SUPPLIED RECORDS
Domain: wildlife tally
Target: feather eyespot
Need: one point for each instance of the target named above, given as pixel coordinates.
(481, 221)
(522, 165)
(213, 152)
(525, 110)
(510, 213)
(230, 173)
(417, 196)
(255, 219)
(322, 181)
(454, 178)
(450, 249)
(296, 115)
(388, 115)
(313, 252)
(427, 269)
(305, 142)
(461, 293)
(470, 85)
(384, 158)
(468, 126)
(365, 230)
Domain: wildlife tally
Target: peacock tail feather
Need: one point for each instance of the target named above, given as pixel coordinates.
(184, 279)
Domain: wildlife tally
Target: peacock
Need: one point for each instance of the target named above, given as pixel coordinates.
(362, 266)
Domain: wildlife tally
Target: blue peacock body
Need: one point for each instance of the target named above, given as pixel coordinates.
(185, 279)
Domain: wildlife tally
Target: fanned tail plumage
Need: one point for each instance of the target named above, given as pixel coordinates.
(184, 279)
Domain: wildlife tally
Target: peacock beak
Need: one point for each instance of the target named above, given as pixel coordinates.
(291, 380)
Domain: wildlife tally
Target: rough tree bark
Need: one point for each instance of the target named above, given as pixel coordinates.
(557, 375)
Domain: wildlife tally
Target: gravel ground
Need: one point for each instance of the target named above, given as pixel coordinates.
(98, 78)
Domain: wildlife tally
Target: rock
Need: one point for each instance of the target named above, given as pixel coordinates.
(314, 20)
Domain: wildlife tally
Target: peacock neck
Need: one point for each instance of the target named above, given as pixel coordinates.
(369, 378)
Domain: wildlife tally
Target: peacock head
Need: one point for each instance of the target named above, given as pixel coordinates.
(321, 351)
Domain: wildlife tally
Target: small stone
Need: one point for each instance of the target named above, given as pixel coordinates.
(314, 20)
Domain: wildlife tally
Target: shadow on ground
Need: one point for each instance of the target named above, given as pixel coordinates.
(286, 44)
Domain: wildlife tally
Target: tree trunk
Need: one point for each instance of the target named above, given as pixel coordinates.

AIM OF THE TASK
Reproduce the records word for word.

EXERCISE OUTPUT
Domain: wildlife tally
Target: feather eyespot
Need: one point for each instance of the target named above, given as pixel coordinates.
(481, 221)
(522, 165)
(213, 152)
(525, 110)
(510, 213)
(230, 173)
(417, 196)
(255, 219)
(322, 181)
(454, 178)
(450, 249)
(296, 115)
(388, 115)
(313, 252)
(427, 269)
(305, 142)
(461, 293)
(470, 85)
(384, 158)
(468, 126)
(365, 230)
Domain: wildlife tally
Target: peacock tail feather
Need: one point for each instance of the target named above, given as pixel coordinates.
(184, 279)
Domain: wildlife tally
Target: peacock
Need: one point for each instance of the target named above, given as pixel coordinates.
(362, 266)
Domain: wildlife tally
Target: blue peacock body
Need: one point for each instance of the target named above, given as pixel coordinates.
(185, 279)
Domain: wildlife tally
Target: fanned tail plumage
Need: one point for each instance of the target named above, given as pixel coordinates.
(184, 279)
Domain: wildlife tally
Target: peacock beak
Need: one point for each instance of the target named above, given as pixel coordinates.
(291, 380)
Domain: wildlife tally
Target: rough tree bark
Need: one point for each instance of the target named above, given as pixel coordinates.
(557, 375)
Domain: wildlife tally
Target: gravel ground
Need: one point for each instance of the target named above, given as pixel coordinates.
(98, 78)
Domain: wildlife tally
Target: rock
Need: one point for each instance of the target named above, given as pixel coordinates.
(314, 20)
Domain: wildlife tally
Target: peacock neck
Need: one point for each instance of the target named above, given as pixel coordinates.
(369, 378)
Domain: wildlife tally
Target: peacock head
Need: one point for each instance of the target named above, given as pixel coordinates.
(321, 351)
Domain: wildlife tally
Target: small stone
Need: one point for each instance of the target named above, given as pixel coordinates.
(314, 20)
Domain: wildlife tally
Target: shadow on ground
Need: one point for each instance of the target named above, given as pixel coordinates.
(286, 44)
Domain: wildlife tally
Target: tree trunk
Need: one point for each instance of the target named above, given as pixel coordinates.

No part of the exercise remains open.